§ Exercise prompt
Turn the lines below into a numbered list, skipping any blank lines. Leave the pictures out of your answer.

[Dataset excerpts on pointing at objects]
··········

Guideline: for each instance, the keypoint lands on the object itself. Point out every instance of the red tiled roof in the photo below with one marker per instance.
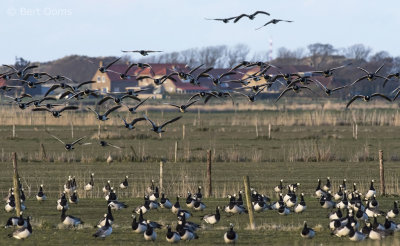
(119, 68)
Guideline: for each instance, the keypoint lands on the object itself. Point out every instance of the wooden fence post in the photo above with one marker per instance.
(248, 201)
(209, 185)
(16, 185)
(176, 151)
(382, 173)
(161, 175)
(269, 131)
(43, 155)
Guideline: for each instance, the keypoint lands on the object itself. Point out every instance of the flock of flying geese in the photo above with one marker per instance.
(353, 208)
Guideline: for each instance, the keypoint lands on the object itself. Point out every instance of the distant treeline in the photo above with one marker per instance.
(318, 56)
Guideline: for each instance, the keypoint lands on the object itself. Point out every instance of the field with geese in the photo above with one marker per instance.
(283, 150)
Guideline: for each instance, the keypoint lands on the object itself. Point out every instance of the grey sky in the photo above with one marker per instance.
(40, 30)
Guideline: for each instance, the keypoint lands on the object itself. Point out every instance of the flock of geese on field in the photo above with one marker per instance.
(352, 214)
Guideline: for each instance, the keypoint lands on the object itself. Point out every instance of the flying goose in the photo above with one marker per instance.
(182, 108)
(396, 75)
(158, 81)
(251, 17)
(69, 146)
(273, 21)
(131, 125)
(369, 76)
(142, 52)
(224, 20)
(117, 99)
(159, 128)
(132, 110)
(105, 68)
(65, 86)
(20, 73)
(103, 117)
(230, 236)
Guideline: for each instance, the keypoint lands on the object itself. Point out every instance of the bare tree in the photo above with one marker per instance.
(358, 52)
(319, 53)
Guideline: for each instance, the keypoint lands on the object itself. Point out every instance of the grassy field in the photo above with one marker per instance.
(304, 146)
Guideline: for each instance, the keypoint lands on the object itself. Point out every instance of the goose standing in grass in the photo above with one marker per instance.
(116, 205)
(124, 184)
(307, 232)
(395, 211)
(318, 191)
(327, 186)
(301, 206)
(198, 205)
(164, 202)
(111, 196)
(354, 235)
(371, 192)
(189, 200)
(89, 186)
(104, 231)
(103, 117)
(172, 237)
(107, 187)
(230, 236)
(107, 216)
(74, 198)
(16, 221)
(186, 233)
(279, 188)
(23, 232)
(40, 195)
(62, 203)
(150, 234)
(154, 195)
(176, 207)
(70, 220)
(212, 219)
(138, 227)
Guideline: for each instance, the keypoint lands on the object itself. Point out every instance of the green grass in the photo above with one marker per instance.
(296, 153)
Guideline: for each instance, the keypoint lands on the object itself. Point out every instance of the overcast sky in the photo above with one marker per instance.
(40, 30)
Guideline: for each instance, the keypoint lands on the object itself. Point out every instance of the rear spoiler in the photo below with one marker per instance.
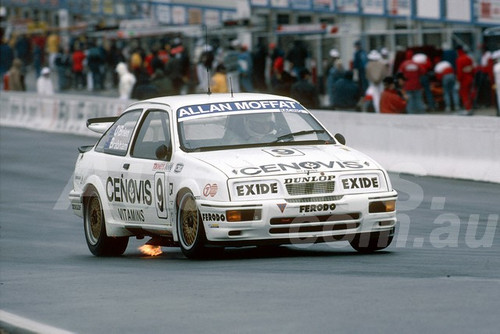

··········

§ Written solution
1. Guideline: for each instance, the keypoint lands on the object itself. Point out every instance of the red tiled roof in the photo below with one marker per instance.
2. (119, 68)
3. Guideline: for each instance, the keypoint lands on the object itself. Point out every instance of the wooden fence post in the photo above with one marker per instance.
4. (248, 201)
5. (209, 185)
6. (16, 185)
7. (176, 151)
8. (382, 173)
9. (161, 175)
10. (269, 131)
11. (43, 155)
12. Guideline: for each instance, the keypoint lands on the object itself. Point out every instance of the flock of flying geese in the photo above with one marker per instance.
13. (353, 208)
14. Guideline: for each instance, the keypoint lands on the object itself. Point out every instance of the distant treeline in the photo above with one marker per instance.
15. (318, 56)
16. Guideline: for each instance, the keypoint lands on the object itself. Point out every instance of the field with geese in the photo above with one marker per instance.
17. (283, 150)
18. Guideline: for each instance, the keypoint lands on the object itself. Point out every instance of the grey sky in the photo above with one marker per instance.
19. (40, 30)
20. Guideline: for each instance, the keypoint lands on the object itself. Point out every instance of the flock of geese on field in the photo above with one marker per instance.
21. (352, 214)
22. Guideline: for each instance, the keypoint lands on the object itself. Point out every instance of the flying goose in the photo above with one marker per instance.
23. (182, 108)
24. (396, 75)
25. (158, 81)
26. (251, 17)
27. (69, 146)
28. (273, 21)
29. (131, 125)
30. (369, 76)
31. (142, 52)
32. (224, 20)
33. (117, 99)
34. (159, 128)
35. (132, 110)
36. (105, 68)
37. (65, 86)
38. (20, 73)
39. (103, 117)
40. (230, 236)
41. Guideline: for each instance, the keypoint lands on the object itself. Point out every instance of the bare tree in the photo above with one marker per instance.
42. (358, 52)
43. (319, 53)
44. Guideline: for each instance, the keypoint lands on the object itself. Point out every instance of the grassy field in the photo above with one marker per instance.
45. (304, 146)
46. Guideline: for each instance, the keypoint lands on the object itself. Point out every instance of the goose standing in grass in the photo above with one marker per instance.
47. (116, 205)
48. (124, 184)
49. (307, 232)
50. (395, 211)
51. (318, 191)
52. (327, 186)
53. (301, 206)
54. (198, 205)
55. (164, 202)
56. (111, 196)
57. (354, 235)
58. (371, 192)
59. (189, 200)
60. (89, 186)
61. (104, 231)
62. (103, 117)
63. (172, 237)
64. (107, 187)
65. (230, 236)
66. (107, 216)
67. (74, 198)
68. (16, 221)
69. (186, 233)
70. (279, 188)
71. (23, 232)
72. (40, 195)
73. (62, 203)
74. (150, 234)
75. (154, 195)
76. (176, 207)
77. (70, 220)
78. (212, 219)
79. (138, 227)
80. Guideline: for each instance, the keypoint lands on the object itself. Point out every instance of the green grass in the photo above with one marker per instance.
81. (296, 153)
82. Guideline: for each instance, the keypoint lands on the object itself. Point out every instance of the overcast sky in the photo above with one marker per instance.
83. (40, 30)
84. Guideline: for each instance, the keypoint lands on the object itself. Point out every instance of the rear spoiler in the photo below with one marker per instance.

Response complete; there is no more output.